§ What is being asked
Return verbatim the run of lines that opens with the line holding "For every instance of the raised arm, the" and closes with the last line of the records.

§ Excerpted data
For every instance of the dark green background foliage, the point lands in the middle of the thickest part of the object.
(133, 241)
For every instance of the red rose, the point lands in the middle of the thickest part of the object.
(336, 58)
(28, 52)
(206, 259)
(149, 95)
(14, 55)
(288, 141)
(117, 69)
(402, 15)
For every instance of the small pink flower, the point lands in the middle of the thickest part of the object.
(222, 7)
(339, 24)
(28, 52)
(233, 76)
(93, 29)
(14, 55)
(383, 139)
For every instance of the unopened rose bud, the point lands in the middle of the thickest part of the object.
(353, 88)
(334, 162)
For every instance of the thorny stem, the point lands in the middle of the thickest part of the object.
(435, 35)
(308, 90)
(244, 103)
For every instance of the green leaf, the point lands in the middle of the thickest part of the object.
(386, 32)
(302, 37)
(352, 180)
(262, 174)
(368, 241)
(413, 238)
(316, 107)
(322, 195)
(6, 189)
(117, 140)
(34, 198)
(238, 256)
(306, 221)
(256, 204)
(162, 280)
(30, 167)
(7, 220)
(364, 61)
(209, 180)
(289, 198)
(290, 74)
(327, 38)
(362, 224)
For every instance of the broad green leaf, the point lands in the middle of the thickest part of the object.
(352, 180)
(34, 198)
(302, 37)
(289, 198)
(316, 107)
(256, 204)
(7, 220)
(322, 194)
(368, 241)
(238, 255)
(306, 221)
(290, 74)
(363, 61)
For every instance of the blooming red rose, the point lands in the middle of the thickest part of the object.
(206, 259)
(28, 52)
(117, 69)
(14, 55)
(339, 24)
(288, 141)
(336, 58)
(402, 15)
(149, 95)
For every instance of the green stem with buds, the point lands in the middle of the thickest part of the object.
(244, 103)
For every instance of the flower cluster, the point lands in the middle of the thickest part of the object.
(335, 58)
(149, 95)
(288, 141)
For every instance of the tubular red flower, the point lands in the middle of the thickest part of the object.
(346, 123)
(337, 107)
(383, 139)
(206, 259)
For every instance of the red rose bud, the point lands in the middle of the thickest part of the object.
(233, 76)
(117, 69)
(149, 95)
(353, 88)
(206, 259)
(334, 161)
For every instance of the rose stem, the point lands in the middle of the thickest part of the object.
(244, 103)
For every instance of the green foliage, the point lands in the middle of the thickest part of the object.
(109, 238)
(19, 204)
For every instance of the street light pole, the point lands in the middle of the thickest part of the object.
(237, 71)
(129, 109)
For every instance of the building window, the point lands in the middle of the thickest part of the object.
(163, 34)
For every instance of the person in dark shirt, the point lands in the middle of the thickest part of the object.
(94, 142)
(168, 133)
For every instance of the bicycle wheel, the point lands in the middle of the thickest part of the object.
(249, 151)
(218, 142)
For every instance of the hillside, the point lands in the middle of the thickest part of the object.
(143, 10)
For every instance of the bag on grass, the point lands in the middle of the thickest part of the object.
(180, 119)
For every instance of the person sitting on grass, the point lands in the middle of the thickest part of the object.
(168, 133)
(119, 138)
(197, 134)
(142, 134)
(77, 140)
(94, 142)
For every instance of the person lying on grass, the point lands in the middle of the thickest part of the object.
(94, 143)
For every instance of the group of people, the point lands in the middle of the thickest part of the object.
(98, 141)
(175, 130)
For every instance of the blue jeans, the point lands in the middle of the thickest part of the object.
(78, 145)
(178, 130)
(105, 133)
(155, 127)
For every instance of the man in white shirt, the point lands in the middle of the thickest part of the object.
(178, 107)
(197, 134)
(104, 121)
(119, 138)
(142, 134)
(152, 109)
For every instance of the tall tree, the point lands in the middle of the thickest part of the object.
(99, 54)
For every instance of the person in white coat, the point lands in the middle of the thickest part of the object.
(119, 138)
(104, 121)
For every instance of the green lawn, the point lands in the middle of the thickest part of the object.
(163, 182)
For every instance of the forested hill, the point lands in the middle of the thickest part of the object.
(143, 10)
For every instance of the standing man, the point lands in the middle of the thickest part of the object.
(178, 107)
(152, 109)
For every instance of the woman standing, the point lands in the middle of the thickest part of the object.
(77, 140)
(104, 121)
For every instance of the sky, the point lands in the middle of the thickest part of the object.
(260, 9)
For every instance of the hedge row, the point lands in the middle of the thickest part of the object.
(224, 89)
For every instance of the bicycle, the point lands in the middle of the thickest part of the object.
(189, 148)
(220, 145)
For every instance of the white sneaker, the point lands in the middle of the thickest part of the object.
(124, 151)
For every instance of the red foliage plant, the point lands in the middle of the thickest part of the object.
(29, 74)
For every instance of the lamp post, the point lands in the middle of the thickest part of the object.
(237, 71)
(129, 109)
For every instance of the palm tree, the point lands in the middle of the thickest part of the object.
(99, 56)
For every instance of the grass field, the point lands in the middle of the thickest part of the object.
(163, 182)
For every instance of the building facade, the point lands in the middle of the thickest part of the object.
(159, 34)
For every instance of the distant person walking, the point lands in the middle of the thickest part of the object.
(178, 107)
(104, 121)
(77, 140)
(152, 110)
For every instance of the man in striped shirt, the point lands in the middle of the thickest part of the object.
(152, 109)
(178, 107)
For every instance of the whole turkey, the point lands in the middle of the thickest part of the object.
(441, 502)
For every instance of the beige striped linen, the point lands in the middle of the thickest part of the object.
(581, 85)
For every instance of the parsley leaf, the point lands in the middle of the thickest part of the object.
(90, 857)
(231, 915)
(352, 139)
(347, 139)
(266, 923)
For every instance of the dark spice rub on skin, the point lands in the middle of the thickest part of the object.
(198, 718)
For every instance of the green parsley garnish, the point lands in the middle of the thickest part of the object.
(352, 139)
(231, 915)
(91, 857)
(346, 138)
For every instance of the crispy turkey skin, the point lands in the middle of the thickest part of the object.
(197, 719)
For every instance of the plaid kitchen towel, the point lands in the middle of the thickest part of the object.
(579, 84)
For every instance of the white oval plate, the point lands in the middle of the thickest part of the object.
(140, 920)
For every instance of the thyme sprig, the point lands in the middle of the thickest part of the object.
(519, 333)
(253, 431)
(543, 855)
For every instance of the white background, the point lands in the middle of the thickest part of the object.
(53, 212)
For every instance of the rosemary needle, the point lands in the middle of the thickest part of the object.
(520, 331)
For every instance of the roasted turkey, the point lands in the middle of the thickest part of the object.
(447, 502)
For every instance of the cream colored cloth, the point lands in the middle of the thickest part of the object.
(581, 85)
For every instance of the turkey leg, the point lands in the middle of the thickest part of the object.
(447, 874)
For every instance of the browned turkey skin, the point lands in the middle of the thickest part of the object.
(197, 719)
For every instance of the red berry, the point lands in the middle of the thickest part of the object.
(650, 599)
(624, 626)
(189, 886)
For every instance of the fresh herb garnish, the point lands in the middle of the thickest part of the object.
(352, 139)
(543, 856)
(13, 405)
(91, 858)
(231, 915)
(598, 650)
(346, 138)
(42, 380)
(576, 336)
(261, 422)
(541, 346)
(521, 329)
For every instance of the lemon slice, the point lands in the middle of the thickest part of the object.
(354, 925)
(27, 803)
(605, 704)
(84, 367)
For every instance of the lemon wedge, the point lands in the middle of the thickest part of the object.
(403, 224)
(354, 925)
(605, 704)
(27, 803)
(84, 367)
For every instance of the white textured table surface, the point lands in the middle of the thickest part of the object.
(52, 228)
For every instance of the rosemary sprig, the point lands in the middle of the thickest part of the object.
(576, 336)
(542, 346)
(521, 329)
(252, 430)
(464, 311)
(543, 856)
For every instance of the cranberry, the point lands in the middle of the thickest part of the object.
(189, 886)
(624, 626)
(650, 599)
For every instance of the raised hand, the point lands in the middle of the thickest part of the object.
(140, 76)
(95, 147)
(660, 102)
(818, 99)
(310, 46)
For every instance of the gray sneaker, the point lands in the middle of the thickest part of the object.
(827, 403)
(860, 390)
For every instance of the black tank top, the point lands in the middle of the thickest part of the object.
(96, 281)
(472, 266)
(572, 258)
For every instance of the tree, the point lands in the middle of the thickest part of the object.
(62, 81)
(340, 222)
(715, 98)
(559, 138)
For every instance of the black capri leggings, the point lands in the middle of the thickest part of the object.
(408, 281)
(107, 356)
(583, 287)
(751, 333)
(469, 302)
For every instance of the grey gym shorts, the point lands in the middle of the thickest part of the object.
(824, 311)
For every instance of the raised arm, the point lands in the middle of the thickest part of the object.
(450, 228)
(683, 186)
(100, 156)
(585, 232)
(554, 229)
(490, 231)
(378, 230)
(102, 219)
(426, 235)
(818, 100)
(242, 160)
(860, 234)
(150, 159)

§ Result of this exercise
For every instance of the raised arm, the point lands in the middle of the thickest part of the object.
(450, 228)
(683, 186)
(100, 156)
(585, 232)
(554, 229)
(490, 231)
(378, 230)
(102, 219)
(426, 235)
(818, 100)
(242, 160)
(860, 234)
(150, 159)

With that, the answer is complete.